ФОРМУЛИРОВКИ ЗАДАНИЙ
1 – Изложите в виде краткого списка абзац текста о Фете, начинающийся словами «Имя он заработал», сохранив его основные факты.
2 – Напишите продолжение текста о Фете, которое следует за его последним предложением.

«...Жизнь моя – самый сложный роман ...», – как-то проговорился Фет. Можно уточнить: дамский роман или какая-нибудь индийская мелодрама.
Русский помещик Афанасий Шеншин увозит из маленького немецкого городка беременную женщину, венчается с ней, дает родившемуся 23 ноября/ 5 декабря 1820 г. ребенку свою фамилию и дворянские привилегии, но через четырнадцать лет подлог обнаруживается, Орловская духовная консистория констатирует, что «означенного Афанасия сыном господина ротмистра Шеншина признать неможно», ребенок остаётся вовсе без фамилии, и только после дополнительных хлопот появляется свидетельство: «Упомянутый Афанасий имеет происхождение от родителей его амт-асессора Иоганна-Петра-Карла-Вильгельма Фёт и его бывшей жены Шарлотты Фёт».
Потом почти тридцать лет Афанасий Фет пытается вернуть утраченное: тянет армейскую лямку, теряет любимую женщину, разочаровывается в жизни, потом удачно женится, богатеет – но только в 1873 г. – через сорок лет! - по императорскому указу ему возвращают утраченную, но честно говоря, не принадлежащую ему фамилию Шеншин.
«Как Фет, Вы имели имя; как Шеншин, Вы имеете только фамилию», – съязвил его друг-враг И. Тургенев («Врагу моему Фету» – инскрипт на одной из подаренных им книжек).
Имя он заработал не за родственные связи, а по праву таланта. В 1840 г. (в один год с Лермонтовым) двадцатилетний студент Московского университета выпускает первую, во многом ученическую, книгу «Лирический пантеон». Но следующие два сборника с одинаковым стандартным заглавием «Стихотворения» (1850, 1856) принесли Фету негромкую славу. Его стихами восхищаются Некрасов, Аполлон Григорьев, вторые «Стихотворения» редактирует Тургенев. «И откуда у этого добродушного толстого офицера берется такая непонятная лирическая дерзость, свойство великих поэтов», – удивляется Л. Толстой.

ИСХОДНЫЕ ДАННЫЕ

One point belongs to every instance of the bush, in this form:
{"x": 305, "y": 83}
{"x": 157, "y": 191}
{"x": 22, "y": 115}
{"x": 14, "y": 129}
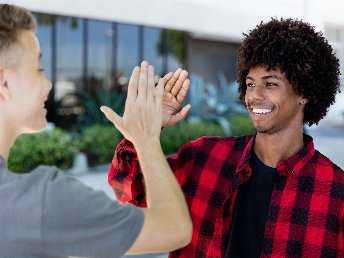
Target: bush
{"x": 98, "y": 142}
{"x": 172, "y": 138}
{"x": 52, "y": 147}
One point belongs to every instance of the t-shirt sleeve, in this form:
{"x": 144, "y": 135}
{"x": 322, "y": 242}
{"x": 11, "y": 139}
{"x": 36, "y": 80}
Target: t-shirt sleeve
{"x": 79, "y": 221}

ОТВЕТЫ НА ЗАДАНИЯ
1 –
- Имя Фет заработал по праву таланта, а не за родственные связи.
- В 1840 г., в один год с Лермонтовым, двадцатилетний студент Московского университета выпустил первую, во многом ученическую книгу «Лирический пантеон».
- Два следующих сборника под одинаковым заглавием «Стихотворения» (1850, 1856) принесли ему негромкую славу.
- Его стихами восхищались Некрасов и Аполлон Григорьев, а вторые «Стихотворения» редактировал Тургенев.
- Л. Толстой удивлялся, откуда у «добродушного толстого офицера» берется «непонятная лирическая дерзость, свойство великих поэтов».

2 –
Однако Фету не повезло не только с происхождением, но и со временем. Его талант расцветает в непоэтическую эпоху. Его лирику приветствуют главным образом ровесники, люди сороковых годов, ещё помнящие пушкинский золотой век, когда стихи «соскальзывали с кончика пера» и казалось в рифму многим говорить было проще, чем обычной прозой.
Новым людям занятия поэзией – хоть писание стихов, хоть их чтение –казались смешными, если не постыдными. «Третьего дня, я смотрю, он Пушкина читает, – продолжал между тем Базаров. – Растолкуй ему, пожалуйста, что это никуда не годится. Ведь он не мальчик: пора бросить эту ерунду. И охота же быть романтиком в нынешнее время!»
Когда Фет издал итоговое собрание «Стихотворений» (1863) шестидесятники вдоволь поиздевались над поэтом – и в пародиях, и в статьях. Д. Минаев переписывает одно из фетовских стихотворений задом наперед, отчего оно якобы оказывается столь же бессмысленным. Писарев предсказывает: «Со временем продадут его <собрание Фета> пудами для оклеивания комнат под обои и для завертывания сальных свечей, мещерского сыра и копченой рыбы». Чернышевский объясняет сыновьям: «Все стихи <Фета> такого содержания, что их могла бы написать лошадь, если б выучилась писать стихи…»
Фет не оставался в долгу. «Людям не нужна моя литература, а мне не нужны дураки» (Н. Н. Страхову, ноябрь 1877).
Издание последнего сборника «Вечерние огни» он предпринимает только через двадцать лет и четыре небольших выпуска выходят почти десятилетие (1883 – 1891). Кстати, язва Писарев в чем-то оказался прав: до конца жизни Фета, за тридцать лет, 2 400 экземпляров собрания 1863 г. так и не были распроданы, то есть не расходилось и 80 экземпляров в год.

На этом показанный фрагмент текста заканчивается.